**EXERCISE DETAILS:** Could you reproduce the records below with "point" substituted for "marker" everywhere, changing nothing else and leaving out the pictures?

**SUPPLIED DATA:**
>>>
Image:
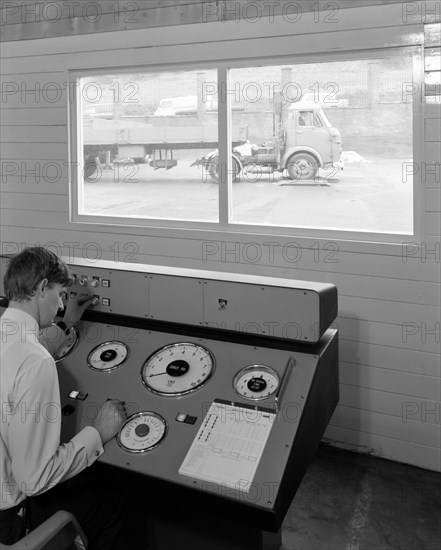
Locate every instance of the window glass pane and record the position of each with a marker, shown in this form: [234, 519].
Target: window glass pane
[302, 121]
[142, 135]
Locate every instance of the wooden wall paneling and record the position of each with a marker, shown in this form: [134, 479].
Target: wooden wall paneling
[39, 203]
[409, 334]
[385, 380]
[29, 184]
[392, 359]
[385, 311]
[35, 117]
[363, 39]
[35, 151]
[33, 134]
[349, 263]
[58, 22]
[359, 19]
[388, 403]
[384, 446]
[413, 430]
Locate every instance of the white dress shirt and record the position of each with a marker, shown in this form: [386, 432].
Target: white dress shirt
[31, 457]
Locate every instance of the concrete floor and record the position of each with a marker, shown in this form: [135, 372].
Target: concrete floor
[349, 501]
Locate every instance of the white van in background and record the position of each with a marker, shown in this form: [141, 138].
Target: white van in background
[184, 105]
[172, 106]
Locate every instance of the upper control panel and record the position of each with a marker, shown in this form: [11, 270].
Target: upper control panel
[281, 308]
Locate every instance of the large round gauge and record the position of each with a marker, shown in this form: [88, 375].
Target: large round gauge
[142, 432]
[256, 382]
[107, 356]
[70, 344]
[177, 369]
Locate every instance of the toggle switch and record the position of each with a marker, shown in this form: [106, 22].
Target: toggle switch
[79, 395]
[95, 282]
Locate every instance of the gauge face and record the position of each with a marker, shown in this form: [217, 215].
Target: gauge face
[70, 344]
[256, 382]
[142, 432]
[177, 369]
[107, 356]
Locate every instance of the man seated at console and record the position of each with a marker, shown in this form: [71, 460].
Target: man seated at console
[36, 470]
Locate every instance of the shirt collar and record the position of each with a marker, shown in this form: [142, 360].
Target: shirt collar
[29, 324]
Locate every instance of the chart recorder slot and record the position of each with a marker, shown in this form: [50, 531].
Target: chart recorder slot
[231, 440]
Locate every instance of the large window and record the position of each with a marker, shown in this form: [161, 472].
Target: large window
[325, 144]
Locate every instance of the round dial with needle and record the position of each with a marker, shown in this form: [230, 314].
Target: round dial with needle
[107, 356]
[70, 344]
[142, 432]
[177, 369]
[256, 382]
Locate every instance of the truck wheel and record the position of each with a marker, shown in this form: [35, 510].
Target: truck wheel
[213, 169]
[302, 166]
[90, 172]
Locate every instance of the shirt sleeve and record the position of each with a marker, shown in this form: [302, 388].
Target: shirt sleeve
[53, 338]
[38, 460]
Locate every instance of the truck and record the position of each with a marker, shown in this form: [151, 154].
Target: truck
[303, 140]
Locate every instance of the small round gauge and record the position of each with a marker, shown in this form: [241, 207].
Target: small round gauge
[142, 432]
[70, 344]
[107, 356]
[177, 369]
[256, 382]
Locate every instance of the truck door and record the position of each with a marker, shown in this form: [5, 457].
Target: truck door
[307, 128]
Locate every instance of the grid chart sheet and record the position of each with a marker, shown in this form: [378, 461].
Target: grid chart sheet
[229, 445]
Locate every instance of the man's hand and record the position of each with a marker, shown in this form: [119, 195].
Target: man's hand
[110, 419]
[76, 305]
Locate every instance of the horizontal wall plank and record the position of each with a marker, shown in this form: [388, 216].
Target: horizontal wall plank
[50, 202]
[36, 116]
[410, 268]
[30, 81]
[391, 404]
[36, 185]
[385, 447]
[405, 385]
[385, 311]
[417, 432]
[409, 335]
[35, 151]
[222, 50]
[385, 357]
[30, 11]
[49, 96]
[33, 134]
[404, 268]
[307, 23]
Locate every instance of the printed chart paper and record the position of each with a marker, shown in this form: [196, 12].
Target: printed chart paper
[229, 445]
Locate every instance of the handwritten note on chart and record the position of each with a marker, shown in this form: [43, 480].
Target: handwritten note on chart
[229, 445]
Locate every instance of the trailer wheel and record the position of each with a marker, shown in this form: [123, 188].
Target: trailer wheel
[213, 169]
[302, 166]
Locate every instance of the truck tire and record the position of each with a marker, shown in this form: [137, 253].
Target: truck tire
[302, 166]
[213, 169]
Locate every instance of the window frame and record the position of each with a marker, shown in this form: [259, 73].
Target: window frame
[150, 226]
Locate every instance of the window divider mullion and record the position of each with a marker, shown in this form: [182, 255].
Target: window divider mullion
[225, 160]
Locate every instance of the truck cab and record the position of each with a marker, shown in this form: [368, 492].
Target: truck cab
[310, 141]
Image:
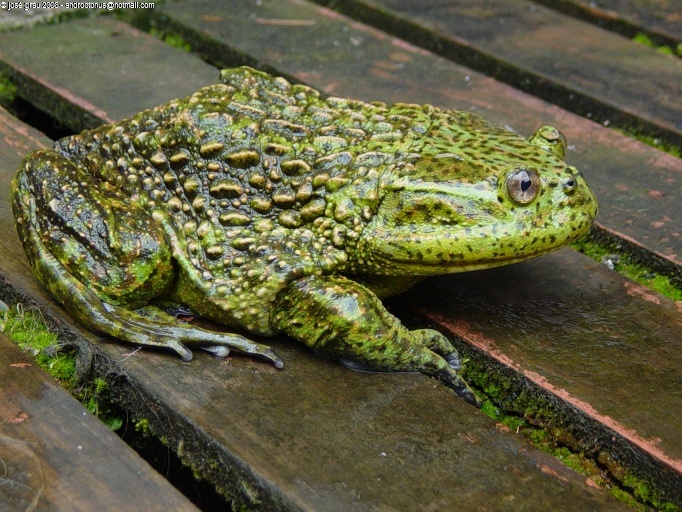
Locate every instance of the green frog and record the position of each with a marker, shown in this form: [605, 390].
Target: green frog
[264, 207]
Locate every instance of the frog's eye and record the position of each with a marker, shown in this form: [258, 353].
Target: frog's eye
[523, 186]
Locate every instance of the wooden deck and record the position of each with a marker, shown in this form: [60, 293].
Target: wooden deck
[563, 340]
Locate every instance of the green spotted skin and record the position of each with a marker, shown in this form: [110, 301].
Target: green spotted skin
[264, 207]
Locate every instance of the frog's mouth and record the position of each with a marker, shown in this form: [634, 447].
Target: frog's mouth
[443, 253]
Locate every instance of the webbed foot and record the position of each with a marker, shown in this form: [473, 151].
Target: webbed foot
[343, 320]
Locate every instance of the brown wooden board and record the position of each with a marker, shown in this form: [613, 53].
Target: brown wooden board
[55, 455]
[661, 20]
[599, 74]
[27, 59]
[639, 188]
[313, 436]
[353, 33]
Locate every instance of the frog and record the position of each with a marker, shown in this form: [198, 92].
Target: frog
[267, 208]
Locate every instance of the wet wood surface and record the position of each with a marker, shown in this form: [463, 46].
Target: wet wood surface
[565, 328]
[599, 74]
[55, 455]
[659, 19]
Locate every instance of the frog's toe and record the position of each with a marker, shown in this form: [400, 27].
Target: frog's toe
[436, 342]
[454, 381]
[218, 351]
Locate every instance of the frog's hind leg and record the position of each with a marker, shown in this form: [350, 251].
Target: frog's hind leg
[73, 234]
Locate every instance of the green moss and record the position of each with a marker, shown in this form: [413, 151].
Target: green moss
<<<
**SOLUTION FOR THIS PROBLEM:**
Image:
Locate every instance of the window glass pane and record the position of each with a point, shown in this form: [234, 519].
Target: window glass pane
[302, 121]
[142, 135]
Locate every instance of the wooden wall paneling and record the position of each with a point, shown in this form: [134, 479].
Target: wooden wall paneling
[39, 203]
[409, 334]
[385, 380]
[29, 184]
[392, 359]
[385, 311]
[35, 117]
[363, 39]
[35, 151]
[33, 134]
[349, 263]
[58, 22]
[359, 19]
[388, 403]
[384, 446]
[413, 430]
Locate every instance of the white dress shirt and record the position of each with a point, shown in this form: [386, 432].
Target: white dress shirt
[31, 457]
Locate every instance of the concrete floor and record the position of each with a point, shown in this form: [135, 372].
Target: concrete floor
[349, 501]
Locate every instance of the white van in background and record the position of each with a point, shown in this form: [141, 138].
Target: white van in background
[184, 105]
[172, 106]
Locate every instance of the upper control panel and record the position of each with a point, shown in this form: [11, 270].
Target: upper control panel
[281, 308]
Locate every instance of the large round gauge and record the position of each with a point, shown in this form: [88, 375].
Target: large round gauge
[142, 432]
[256, 382]
[107, 356]
[70, 344]
[177, 369]
Locate every instance of the toggle switch and record the position of each with a point, shown in this form: [106, 22].
Target: toggle switch
[79, 395]
[95, 282]
Locate every instance of the gauge face and record the position of each with a point, shown in this form: [217, 215].
Target: gauge face
[70, 344]
[256, 382]
[142, 432]
[177, 369]
[107, 356]
Locate every instance of the man seated at console and record the position of each with a point, shown in this form: [71, 460].
Target: man seated at console
[36, 470]
Locate every instance of the shirt collar and record the position of each with a point, shown in this form: [142, 360].
Target: shirt collar
[29, 324]
Locate every instance of the chart recorder slot and record the position of each with a point, shown in this form: [50, 531].
Target: chart recorder slot
[231, 440]
Locate every instance of the large window and record the position of each with a point, shown in this form: [161, 472].
Target: large window
[325, 144]
Locate every instance of the round dial with needle and record the position of each with a point, shown in this form: [230, 314].
Target: round dial with needle
[107, 356]
[70, 344]
[142, 432]
[177, 369]
[256, 382]
Locate every instance of the truck wheel and record the position of each with a point, shown in this form: [35, 510].
Target: truck wheel
[213, 169]
[302, 166]
[90, 172]
Locate every instance of the shirt sleeve and record the position of each with a point, shown in this form: [302, 388].
Target: shirt sleeve
[53, 338]
[38, 460]
Locate every instance of the truck and record the position of each with a point, shown in this form: [151, 154].
Target: truck
[303, 140]
Locate every instance of the small round gauge and record the position of each with a point, shown in this form: [241, 207].
Target: small round gauge
[142, 432]
[70, 344]
[107, 356]
[177, 369]
[256, 382]
Locate every instance of the truck door and record the position of each with a point, shown in this form: [5, 457].
Target: truck door
[307, 128]
Locate every instance of the grid chart sheet and record the position of each with a point, shown in this form: [378, 461].
Target: grid chart sheet
[229, 445]
Locate every instance of the man's hand and record the position of each with a point, shown in this form: [119, 195].
Target: man's hand
[110, 419]
[76, 305]
Locate every instance of the horizontal wall plank and record the position of each with a point, shown in this form: [388, 216].
Target: horizontal wall plank
[50, 202]
[36, 116]
[410, 268]
[30, 81]
[391, 404]
[36, 185]
[385, 447]
[405, 385]
[385, 311]
[417, 432]
[409, 335]
[35, 151]
[222, 50]
[385, 357]
[30, 11]
[49, 96]
[33, 134]
[404, 268]
[307, 23]
Locate every instance of the printed chart paper and record the position of each with a point, shown in this form: [196, 12].
Target: printed chart paper
[229, 445]
Locate every instance of the handwritten note on chart and record the position of each with a point, shown in this form: [43, 480].
Target: handwritten note on chart
[229, 445]
Locate every instance of the trailer wheel and record the position of each with a point, shown in this form: [123, 188].
Target: trailer wheel
[213, 169]
[302, 166]
Locate every instance of the truck tire and record the position of each with a point, shown in this form: [137, 253].
Target: truck tire
[302, 166]
[213, 169]
Locate every instance of the window frame and record the position of each with a point, shown in this form: [259, 73].
Target: window frame
[150, 226]
Locate every instance of the window divider mullion and record the position of each with a point, shown in this form: [182, 255].
Target: window divider mullion
[225, 160]
Locate every instance of the truck cab and record the position of each with a point, shown in this form: [368, 492].
Target: truck cab
[310, 141]
Image:
Locate every instance of the green frog and record the position of each with a point, shown in this form: [605, 390].
Target: green frog
[264, 207]
Locate every instance of the frog's eye and record the position of each with a point, shown in this form: [258, 353].
Target: frog's eye
[523, 186]
Locate every instance of the wooden deck and record the position of each with a point, shown in this form: [60, 293].
Target: wooden deck
[563, 340]
Locate every instance of the green spotted skin and record the position of each with a point, shown in this form: [110, 301].
Target: green spotted skin
[264, 207]
Locate every instance of the frog's mouth and record the position of each with a point, shown in this form: [634, 447].
Target: frog's mouth
[443, 253]
Locate every instance of the webbed foot and record the position of each with a point, shown in this form: [473, 151].
Target: webbed foot
[343, 320]
Locate every instance of the brown wooden board and record the position of each with a point, shown in this form: [613, 53].
Target: brown wooden board
[55, 455]
[661, 20]
[599, 74]
[27, 59]
[639, 188]
[313, 436]
[353, 33]
Locate every instance of the frog and record the position of each with a point, shown in this form: [198, 92].
Target: frog
[267, 208]
Locate every instance of the wet wood surface and record the position of each with a point, shown in this form: [463, 46].
Target: wet wood surface
[565, 328]
[599, 74]
[55, 455]
[659, 19]
Locate every instance of the frog's toe and record the position of each with a point, shown in this form: [400, 27].
Target: frog's toe
[436, 342]
[454, 381]
[218, 351]
Locate every instance of the frog's hind leg and record the position of each with a point, shown in this form: [350, 251].
Target: frog's hind leg
[73, 234]
Locate every instance of the green moss and record the position of each with a point, shown in this form: [413, 151].
Target: green moss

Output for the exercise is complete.